* [WRITTEN EXERCISE] Could you write the next part of the passage below on the Brewster Islands Military Reservation, picking up right after its last sentence?

Brewster Islands Military Reservation was a coastal defense site located on Great Brewster Island and Outer Brewster Island in Boston Harbor, Massachusetts as part of the Harbor Defenses of Boston.

History
Outer Brewster Island was acquired by the US government in 1913, followed by Great Brewster Island in 1917. In 1920 there was a proposal to build a naval-type turret with two 16-inch guns on Great Brewster Island, but this was not implemented. Calf Island Military Reservation was also considered, but the battery was finally built (without a turret) as Fort Duvall. The Brewster Islands Military Reservation was built in World War II on these islands. Its mission was to protect Boston Harbor from possible air and naval attack. It never fired its guns, but it did play an important part in the defense of the harbor.

Great Brewster Island
This island had an observation post and mine casemate for controlling a minefield in the harbor. The island also had an Anti-Motor Torpedo Boat Battery (AMTB), called AMTB 942. This AMTB battery had an authorized strength of four 90 mm guns, two on fixed mounts and two on towed mounts, as well as two towed 37 mm guns. The facility on Great Brewster Island may have been renamed Camp Prescott in 1943.

* [EXTRACTED MATERIAL]
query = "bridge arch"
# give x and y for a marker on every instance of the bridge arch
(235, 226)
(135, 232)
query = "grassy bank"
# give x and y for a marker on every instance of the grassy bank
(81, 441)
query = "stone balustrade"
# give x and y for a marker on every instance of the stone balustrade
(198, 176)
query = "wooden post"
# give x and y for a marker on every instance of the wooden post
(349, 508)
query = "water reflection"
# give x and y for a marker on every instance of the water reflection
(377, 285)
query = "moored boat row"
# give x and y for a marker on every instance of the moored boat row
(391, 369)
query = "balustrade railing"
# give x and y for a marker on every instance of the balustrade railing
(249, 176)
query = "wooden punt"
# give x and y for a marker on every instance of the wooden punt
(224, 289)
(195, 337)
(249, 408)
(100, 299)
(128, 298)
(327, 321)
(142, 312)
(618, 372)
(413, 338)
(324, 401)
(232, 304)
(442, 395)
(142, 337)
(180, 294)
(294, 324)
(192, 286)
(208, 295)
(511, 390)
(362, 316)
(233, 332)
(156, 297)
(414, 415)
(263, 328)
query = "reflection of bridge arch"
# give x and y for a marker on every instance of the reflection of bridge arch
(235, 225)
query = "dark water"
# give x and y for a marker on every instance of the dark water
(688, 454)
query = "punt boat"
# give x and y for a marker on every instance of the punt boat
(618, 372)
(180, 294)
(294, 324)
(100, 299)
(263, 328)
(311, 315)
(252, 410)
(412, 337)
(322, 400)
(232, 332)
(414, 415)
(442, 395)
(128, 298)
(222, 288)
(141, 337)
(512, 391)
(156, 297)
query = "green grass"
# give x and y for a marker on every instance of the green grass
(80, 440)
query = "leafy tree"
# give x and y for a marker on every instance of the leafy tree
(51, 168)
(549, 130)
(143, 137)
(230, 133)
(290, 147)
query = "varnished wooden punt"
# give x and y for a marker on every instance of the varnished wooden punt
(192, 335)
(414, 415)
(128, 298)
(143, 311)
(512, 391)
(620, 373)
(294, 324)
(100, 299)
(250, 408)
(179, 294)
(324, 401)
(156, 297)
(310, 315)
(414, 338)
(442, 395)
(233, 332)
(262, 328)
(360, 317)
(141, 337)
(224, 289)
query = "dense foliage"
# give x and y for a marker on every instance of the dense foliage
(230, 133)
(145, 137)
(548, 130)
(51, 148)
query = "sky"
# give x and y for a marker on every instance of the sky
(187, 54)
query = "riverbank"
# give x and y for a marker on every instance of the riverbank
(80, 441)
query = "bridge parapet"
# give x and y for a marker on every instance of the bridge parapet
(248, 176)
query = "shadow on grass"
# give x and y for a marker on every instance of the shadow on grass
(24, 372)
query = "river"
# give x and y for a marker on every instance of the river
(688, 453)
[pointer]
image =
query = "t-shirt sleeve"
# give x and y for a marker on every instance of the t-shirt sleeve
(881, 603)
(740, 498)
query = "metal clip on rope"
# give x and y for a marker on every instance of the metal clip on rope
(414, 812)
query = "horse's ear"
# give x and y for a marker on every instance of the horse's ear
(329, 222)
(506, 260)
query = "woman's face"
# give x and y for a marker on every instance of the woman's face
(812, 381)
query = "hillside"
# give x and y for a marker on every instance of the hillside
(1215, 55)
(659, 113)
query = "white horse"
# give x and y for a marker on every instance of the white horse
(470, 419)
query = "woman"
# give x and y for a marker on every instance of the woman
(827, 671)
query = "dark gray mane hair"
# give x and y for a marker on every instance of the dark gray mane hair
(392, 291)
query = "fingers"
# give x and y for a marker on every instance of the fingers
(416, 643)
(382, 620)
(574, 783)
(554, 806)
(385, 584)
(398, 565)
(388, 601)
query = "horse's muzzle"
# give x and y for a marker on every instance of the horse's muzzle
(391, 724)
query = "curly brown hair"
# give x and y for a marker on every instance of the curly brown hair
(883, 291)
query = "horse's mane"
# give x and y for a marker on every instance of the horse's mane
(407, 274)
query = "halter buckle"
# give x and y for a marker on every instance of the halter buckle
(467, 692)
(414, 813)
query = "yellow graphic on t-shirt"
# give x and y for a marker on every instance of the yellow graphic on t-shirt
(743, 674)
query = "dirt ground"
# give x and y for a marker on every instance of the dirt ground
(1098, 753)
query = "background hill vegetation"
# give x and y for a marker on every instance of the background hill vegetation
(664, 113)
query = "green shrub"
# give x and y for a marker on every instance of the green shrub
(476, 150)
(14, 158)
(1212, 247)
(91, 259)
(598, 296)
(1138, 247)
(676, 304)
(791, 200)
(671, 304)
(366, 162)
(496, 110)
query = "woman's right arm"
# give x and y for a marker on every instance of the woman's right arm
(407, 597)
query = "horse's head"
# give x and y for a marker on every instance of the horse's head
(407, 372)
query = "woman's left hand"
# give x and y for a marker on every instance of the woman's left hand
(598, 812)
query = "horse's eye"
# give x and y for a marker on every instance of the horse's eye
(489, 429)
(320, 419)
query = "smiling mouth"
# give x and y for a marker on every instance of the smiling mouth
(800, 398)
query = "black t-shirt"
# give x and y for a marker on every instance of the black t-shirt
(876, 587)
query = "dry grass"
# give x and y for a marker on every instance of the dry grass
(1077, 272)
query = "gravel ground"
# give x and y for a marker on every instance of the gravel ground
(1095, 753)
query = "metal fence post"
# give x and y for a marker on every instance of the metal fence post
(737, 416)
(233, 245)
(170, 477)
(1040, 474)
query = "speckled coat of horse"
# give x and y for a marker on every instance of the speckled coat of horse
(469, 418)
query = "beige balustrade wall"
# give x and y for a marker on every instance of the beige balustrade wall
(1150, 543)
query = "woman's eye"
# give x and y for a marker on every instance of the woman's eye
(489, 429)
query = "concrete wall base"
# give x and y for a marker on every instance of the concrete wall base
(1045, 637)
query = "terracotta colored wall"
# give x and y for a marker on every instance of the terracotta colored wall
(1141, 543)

* [RESPONSE TO THE EXERCISE]
Outer Brewster Island
This island had a battery of two 6-inch M1 guns on long-range shielded carriages, with a large magazine and fire control bunker between them. The battery was initially called Battery 209, but later named Battery Jewell. A fire control tower and an SCR-296 radar were also on the island.

Present
The site today consists of the foundations of buildings and gun mounts, and the bunker of Battery Jewell.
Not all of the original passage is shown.